[BEGIN Quoted text]
Linda sat down with Mathew Ingram, a co-founder of the meshwest conference and a senior writer at GigaOm.com, one of the leading technology blog networks in the US. He writes about the evolution of media and content and all that involves, including social media, Google, and the web in general.
http://www.youtube.com/watch?v=EjtXzJDowL8
As the sound in the video is a bit iffy, here is a summary of the conversation:
How are tablets changing consumer behavior?
Tablets are changing the way people consume media. Certainly the way I consume media. I've always been a voracious reader – newspapers, magazine and books. Now I virtually read nothing in printed format.
Ali Davar from Zite, the iPad magazine that learns from your reading preferences, talks about how reading on the tablet is a much better experience than reading on a computer. The fact that you touch the device – swiping, pinching, zooming – instead of using a mouse makes reading a tactile thing, as it always has been with printed newspapers and magazines. This changes the way you think about the media you are consuming. You are no longer passively sitting there but are interacting with the content. To me, this is the single biggest shift with digital content. It allows interactivity. Whether it's comments on a newspaper story or blog, or Twitter or Facebook, the fact that a reader can interact with me and I can interact with them around the content that I'm writing is a huge transformation.
How about an example of a publisher that's done a great job integrating or exploiting social media?
Everyone is experimenting right now. One of my favorite examples is The Guardian which is very forward thinking when it comes to digital. They are owned by a trust and therefore not driven as much by returns as public companies are. The Guardian is more interested if their content is reaching readers and they are embracing content from non-journalists. They have an open blog network, Comment is free, where anyone can contribute:
And last year they launched an open API, a programming interface for their content. They are effectively saying 'We don't care if you use our content. Build it into your service and either license it from us or give us a share of the ad revenue'.
Most media companies are still more concerned about control. 'How do I keep all my content to myself? How do I force people to come to my website?' The Guardian is more interested in using digital technologies to distribute content and then monetize it, rather than corralling people into silos. It's a reversal in how you think about what you're doing.
Is citizen journalism a threat to 'traditional' media?
Definitely. 'Traditional' media companies have always thought of themselves as the creators of content. Journalists were the only ones with a channel to reach people through or with video cameras to create content. But now anyone can do it.
The guy who was live tweeting the raid on Osama Bin Laden in Pakistan was a programmer who happened to hear a helicopter. For about an hour he was the single best news source about that event. He was a journalist for an hour. And Twitter, smart phones, and the Internet are what made him a journalist.
Either you see the value in that or you see it as a threat. You can't do both. Companies that see the value of that and adapt are going to be better off and further ahead than those who don't.
So subscribing to traditional media is becoming more like joining a community?
Theoretically. Smart newspapers are thinking of it that way. The editor-in-chief of The Guardian, for example, talks about what he calls the 'mutualized' newspaper.
It's no longer us, the journalists, simply delivering content to you. It's a regional back-and-forth process of determining what is news. What do we care about and what don't we care about. Again, at The Guardian you can now see all the stories being worked on by journalists. And if you know something about one of those stories you can reach out to that journalist and help them. We need to think about what we do differently. Rather than dictating the news, it's about co-creation.
[END Quoted text]
[BEGIN Excerpted data]
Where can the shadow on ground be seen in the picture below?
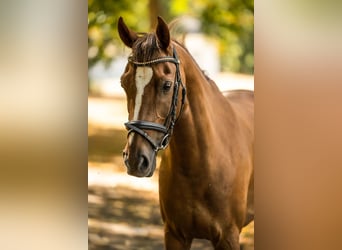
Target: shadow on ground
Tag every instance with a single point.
(127, 219)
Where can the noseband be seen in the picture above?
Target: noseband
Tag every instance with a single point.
(171, 119)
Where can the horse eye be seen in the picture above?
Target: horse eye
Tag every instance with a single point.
(167, 86)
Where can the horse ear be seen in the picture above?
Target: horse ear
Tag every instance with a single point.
(163, 34)
(127, 36)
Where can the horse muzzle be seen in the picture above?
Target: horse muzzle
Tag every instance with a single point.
(141, 164)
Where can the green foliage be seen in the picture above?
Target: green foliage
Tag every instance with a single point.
(103, 39)
(230, 23)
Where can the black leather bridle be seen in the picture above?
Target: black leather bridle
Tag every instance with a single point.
(139, 126)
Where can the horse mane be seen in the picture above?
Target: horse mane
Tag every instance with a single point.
(204, 73)
(146, 48)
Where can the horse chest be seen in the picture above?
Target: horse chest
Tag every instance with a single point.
(192, 207)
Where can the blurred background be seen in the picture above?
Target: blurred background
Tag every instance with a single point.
(123, 211)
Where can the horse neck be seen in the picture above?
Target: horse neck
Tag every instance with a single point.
(194, 131)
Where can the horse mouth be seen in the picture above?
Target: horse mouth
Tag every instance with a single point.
(141, 169)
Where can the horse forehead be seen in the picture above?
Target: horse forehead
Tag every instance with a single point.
(143, 76)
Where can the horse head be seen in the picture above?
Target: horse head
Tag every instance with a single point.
(151, 81)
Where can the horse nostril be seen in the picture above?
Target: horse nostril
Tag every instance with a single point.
(143, 162)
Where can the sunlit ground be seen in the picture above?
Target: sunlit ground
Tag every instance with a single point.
(123, 211)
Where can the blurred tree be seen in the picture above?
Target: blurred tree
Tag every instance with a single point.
(229, 22)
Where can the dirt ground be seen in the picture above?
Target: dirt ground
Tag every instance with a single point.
(123, 211)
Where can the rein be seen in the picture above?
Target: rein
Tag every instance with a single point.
(138, 126)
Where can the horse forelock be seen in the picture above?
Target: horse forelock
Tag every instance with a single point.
(146, 48)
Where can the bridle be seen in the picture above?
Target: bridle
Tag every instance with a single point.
(139, 126)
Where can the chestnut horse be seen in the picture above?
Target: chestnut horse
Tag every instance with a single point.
(206, 173)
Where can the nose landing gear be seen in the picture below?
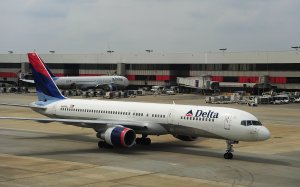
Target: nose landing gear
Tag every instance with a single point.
(229, 150)
(143, 140)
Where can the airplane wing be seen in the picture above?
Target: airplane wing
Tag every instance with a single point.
(95, 124)
(26, 106)
(27, 80)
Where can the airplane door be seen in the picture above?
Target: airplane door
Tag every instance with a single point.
(227, 121)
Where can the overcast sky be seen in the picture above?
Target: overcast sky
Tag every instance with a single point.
(95, 26)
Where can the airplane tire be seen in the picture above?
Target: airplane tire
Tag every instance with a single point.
(143, 141)
(147, 141)
(228, 155)
(101, 144)
(138, 140)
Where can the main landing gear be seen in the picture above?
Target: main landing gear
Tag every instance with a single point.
(143, 140)
(229, 150)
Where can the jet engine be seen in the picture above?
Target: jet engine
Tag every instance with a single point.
(185, 138)
(119, 136)
(110, 87)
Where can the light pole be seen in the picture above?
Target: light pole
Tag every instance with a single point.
(223, 49)
(149, 50)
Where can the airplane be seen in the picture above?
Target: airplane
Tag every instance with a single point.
(118, 122)
(110, 83)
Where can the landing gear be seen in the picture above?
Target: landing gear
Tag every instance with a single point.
(229, 150)
(143, 140)
(103, 144)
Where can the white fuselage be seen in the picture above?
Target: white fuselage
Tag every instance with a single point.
(196, 121)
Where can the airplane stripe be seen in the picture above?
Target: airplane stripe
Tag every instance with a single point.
(123, 136)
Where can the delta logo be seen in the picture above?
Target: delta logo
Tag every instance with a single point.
(202, 114)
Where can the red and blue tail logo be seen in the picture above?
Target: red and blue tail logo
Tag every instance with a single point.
(189, 114)
(45, 86)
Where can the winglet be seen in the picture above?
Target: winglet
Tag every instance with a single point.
(45, 86)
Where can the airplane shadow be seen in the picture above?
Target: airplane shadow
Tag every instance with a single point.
(170, 147)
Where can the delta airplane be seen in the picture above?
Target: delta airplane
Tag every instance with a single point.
(117, 123)
(87, 82)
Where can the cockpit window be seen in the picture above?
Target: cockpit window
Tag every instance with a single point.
(250, 122)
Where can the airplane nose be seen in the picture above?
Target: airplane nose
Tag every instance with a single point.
(263, 133)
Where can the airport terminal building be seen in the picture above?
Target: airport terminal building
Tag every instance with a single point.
(280, 69)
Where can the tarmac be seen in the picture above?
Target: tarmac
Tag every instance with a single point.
(53, 154)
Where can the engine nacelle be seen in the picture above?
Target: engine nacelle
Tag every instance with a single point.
(185, 138)
(119, 136)
(111, 87)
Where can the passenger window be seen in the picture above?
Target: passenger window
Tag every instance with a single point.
(249, 123)
(243, 122)
(257, 123)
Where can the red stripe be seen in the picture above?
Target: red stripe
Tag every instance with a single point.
(8, 74)
(163, 77)
(59, 74)
(37, 64)
(217, 78)
(131, 77)
(122, 137)
(248, 79)
(278, 80)
(91, 74)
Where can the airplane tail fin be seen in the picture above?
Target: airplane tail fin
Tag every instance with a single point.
(49, 71)
(45, 86)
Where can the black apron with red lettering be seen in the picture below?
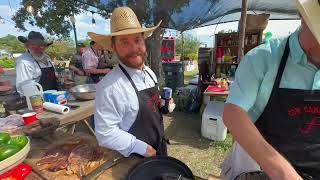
[END Excerpted data]
__Given problem A__
What is the name of The Guardian's open blog network, according to the interview?
__Given problem B__
Rewrite everything in the rows from the line containing "Where can the tarmac" down to the end of the rows, putting "one point" wherever "single point" appears and keeping all else unchanged. Leave the pictures out of your answer.
The interview and the rows are separate material with no connection to each other.

__Full output A__
Comment is free.

__Full output B__
Where can the tarmac be seen in the picture above?
Target: tarmac
Tag every instance with a one point.
(53, 154)
Where can the engine nacelle be seen in the picture above?
Target: engine nacelle
Tag every instance with a one point.
(185, 138)
(119, 136)
(111, 87)
Where can the passenger window be seen in the picture above?
Target: passenger window
Tag every instance with a one point.
(249, 123)
(243, 122)
(257, 123)
Where can the red stripe be seen in the picture above?
Target: red stripe
Tag every instance with a one point.
(8, 74)
(163, 77)
(59, 74)
(37, 64)
(217, 78)
(131, 77)
(122, 137)
(248, 79)
(278, 80)
(91, 74)
Where can the airplane tail fin be seen in the picture above?
Target: airplane tail fin
Tag every instance with a one point.
(49, 71)
(45, 86)
Where can the black apron with red lettering be seen in the picture below?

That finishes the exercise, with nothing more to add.